• PROBLEM TO WORK ON:
Your task is to restate the data word for word.

• DATASET EXTRACT:
******

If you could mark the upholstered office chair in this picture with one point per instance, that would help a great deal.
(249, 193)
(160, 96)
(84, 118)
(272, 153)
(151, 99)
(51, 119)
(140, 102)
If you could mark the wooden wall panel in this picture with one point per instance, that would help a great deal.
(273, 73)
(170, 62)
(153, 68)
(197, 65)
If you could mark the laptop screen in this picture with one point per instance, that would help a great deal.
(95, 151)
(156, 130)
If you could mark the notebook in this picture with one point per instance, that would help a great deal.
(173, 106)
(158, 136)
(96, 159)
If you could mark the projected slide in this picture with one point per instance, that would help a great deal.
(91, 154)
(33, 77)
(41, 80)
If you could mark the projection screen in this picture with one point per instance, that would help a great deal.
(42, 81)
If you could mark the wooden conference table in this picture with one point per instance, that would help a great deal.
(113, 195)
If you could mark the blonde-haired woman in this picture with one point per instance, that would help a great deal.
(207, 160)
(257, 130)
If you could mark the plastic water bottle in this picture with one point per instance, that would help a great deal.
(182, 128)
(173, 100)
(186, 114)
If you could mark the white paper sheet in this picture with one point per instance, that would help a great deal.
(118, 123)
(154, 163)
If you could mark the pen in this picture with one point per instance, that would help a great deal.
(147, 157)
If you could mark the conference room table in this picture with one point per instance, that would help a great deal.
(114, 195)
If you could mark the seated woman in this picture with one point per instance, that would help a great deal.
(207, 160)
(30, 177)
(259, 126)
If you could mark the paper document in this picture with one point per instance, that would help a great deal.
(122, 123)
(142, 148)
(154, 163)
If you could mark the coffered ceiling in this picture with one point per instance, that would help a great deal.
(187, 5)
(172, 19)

******

• SOLUTION:
If you could mark the upholstered office chair in this picture with one point per instance, that would help a great deal.
(249, 193)
(160, 96)
(84, 118)
(272, 153)
(151, 99)
(51, 119)
(140, 102)
If you could mark the wooden wall panel in this picture with one point per instance, that would help a great deal.
(273, 73)
(170, 62)
(153, 68)
(197, 65)
If you could mark the laptop screen in this picture with one point per instance, that would help a great deal.
(95, 151)
(156, 130)
If you could mark the notebook in this picture with one point per instance, that would help a great deal.
(173, 106)
(158, 136)
(96, 159)
If you could mark the projected slide in this picture with one point per instance, that would help a great deal.
(91, 154)
(33, 77)
(41, 80)
If you could mark the projection screen in this picture with one point per instance, that would help a great deal.
(42, 81)
If you could mark the wooden conference table in this picture with one point per instance, that would help a great deal.
(113, 195)
If you could mark the blonde-haired woman in this picture with one point per instance, that would help a great deal.
(207, 160)
(257, 130)
If you could mark the plastic water bottle in this picture with one point per instance, that would help a great deal.
(182, 128)
(173, 100)
(186, 114)
If you could mark the white paper sheet in this picture with one point per instance, that would help a great deal.
(118, 123)
(154, 163)
If you could mark the pen in this picture with one point per instance, that would help a great deal.
(147, 157)
If you could mark the conference room table in this picture with one point per instance, that would help a great deal.
(114, 195)
If you could mark the seated woman in this picture with one point per instance, that would help a great deal.
(207, 160)
(30, 177)
(259, 126)
If you could mark the paper document in this picture with one point per instance, that would help a great deal.
(122, 123)
(142, 148)
(154, 163)
If you could mark the coffered ceiling in this picture with one point per instance, that would help a great deal.
(187, 5)
(172, 19)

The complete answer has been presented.